__Task 1__: Please copy the part of the text about Bhat's replacement that opens with the words containing "A Times Group" and closes with "bosses in Mumbai.", renaming "bosses" to "superiors".
__Task 2__: Extend the text about Bhat's replacement past its final sentence.

__Text section__:

A Times Group insider said E Raghavan, a former editor of the southern edition of Economic Times and current editor of Vijaya Next (which is to Vijaya Karnataka what the Crest edition is to the Times), would replace Bhat.
What led to it?

Bhat had made many enemies. The paper veered overtly to the right, much to the discomfiture of his bosses. In the past six months, several hardline Hindu and anti-Christian articles had appeared in the paper. Retired judge M F Saldanha had got them translated and mailed to Bhat’s bosses in Mumbai.

Meanwhile the management had given enough indications they wanted him to quit. After the CEO, Chinnan Das was transferred from Vijayanand Publications Ltd, the sub-group that runs Vijaya Karnataka, and Sunil Rajshekar was brought in his place, Bhat could not establish a rapport with him. Columnists like Pratap Simha wrote aggressively against minority communities, leaving the management vulnerable to charges of communalism. Bhat’s bosses also reportedly questioned his integrity after he built a house in Rajarajeshwari Nagar.

[Rows from a point annotation set]

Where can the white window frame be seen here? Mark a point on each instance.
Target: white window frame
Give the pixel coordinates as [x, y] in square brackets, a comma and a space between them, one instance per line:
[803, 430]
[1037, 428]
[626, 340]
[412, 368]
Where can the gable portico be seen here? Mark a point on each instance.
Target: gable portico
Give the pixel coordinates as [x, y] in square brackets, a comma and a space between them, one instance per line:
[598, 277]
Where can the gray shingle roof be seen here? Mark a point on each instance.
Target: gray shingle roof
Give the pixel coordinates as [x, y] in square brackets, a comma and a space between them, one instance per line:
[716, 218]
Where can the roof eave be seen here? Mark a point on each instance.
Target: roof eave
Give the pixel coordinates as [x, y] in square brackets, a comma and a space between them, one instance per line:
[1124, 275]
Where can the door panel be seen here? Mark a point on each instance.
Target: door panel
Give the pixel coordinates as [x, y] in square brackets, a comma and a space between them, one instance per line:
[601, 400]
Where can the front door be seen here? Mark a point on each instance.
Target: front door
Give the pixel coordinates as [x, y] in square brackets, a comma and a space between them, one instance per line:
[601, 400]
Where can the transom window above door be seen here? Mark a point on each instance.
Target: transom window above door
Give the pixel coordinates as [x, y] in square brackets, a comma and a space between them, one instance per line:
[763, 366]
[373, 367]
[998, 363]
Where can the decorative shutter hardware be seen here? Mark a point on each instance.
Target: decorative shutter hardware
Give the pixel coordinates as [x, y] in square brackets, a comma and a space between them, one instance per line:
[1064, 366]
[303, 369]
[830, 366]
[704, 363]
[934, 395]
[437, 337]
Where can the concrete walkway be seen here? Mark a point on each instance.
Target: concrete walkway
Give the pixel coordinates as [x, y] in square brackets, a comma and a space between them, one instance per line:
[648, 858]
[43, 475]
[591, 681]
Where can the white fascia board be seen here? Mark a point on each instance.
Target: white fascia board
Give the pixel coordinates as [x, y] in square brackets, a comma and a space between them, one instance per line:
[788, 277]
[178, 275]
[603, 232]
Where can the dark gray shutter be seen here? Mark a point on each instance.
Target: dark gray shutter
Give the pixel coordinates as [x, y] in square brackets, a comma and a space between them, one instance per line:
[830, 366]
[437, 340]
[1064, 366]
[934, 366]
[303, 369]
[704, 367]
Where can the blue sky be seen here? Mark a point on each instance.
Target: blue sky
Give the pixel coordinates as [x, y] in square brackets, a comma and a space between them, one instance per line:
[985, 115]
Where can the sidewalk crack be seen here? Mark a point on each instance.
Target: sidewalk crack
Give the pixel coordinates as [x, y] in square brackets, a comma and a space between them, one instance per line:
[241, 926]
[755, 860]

__Exercise answer 1__:
A Times Group insider said E Raghavan, a former editor of the southern edition of Economic Times and current editor of Vijaya Next (which is to Vijaya Karnataka what the Crest edition is to the Times), would replace Bhat.
What led to it?

Bhat had made many enemies. The paper veered overtly to the right, much to the discomfiture of his superiors. In the past six months, several hardline Hindu and anti-Christian articles had appeared in the paper. Retired judge M F Saldanha had got them translated and mailed to Bhat’s superiors in Mumbai.

__Exercise answer 2__:
Sensational story
Of the many big stories Vijaya Karnataka broke during his tenure was the one about minister Halappa, who was accused of rape. Halappa lost his cabinet position. In the public perception, Bhat was pro-BJP but anti-Yeddiyurappa. He began to attack Yeddyurappa but sided with his cabinet colleagues Shoba Karandlaje, the Reddy brothers, and Aravind Limbavali.

Gauri Lankesh, editor of Gauri Lankesh Patrike, has been writing for years against Bhat and his “Hindutva agenda.” She is relieved he will no longer edit the paper. She in one of her columns wrote: “Ever since Vijaya Karnataka was launched in 1999, the state has witnessed a media war, fought on both price and content. Unfortunately, the idea that the more ‘Hindutva’ the publication is, the more readers it will gain, has spread. Add to this the fact that proprietors and editorial staff are often from the Hindutva camp, and the combination becomes even more rabid.”

Editor who changed the game
Bhat is a gold medalist in journalism. He used a simple style, and took newspaper reading to an untapped audience in the districts. He turned Vijaya Karnataka into a market leader, beating Prajavani of the Deccan Herald group in less than five years, with a series of innovations. He encouraged many young writers, who brought a snappy tabloid style to the paper. Several sub-editors and reporters, now resident editors for the paper’s district editions, were trained under him.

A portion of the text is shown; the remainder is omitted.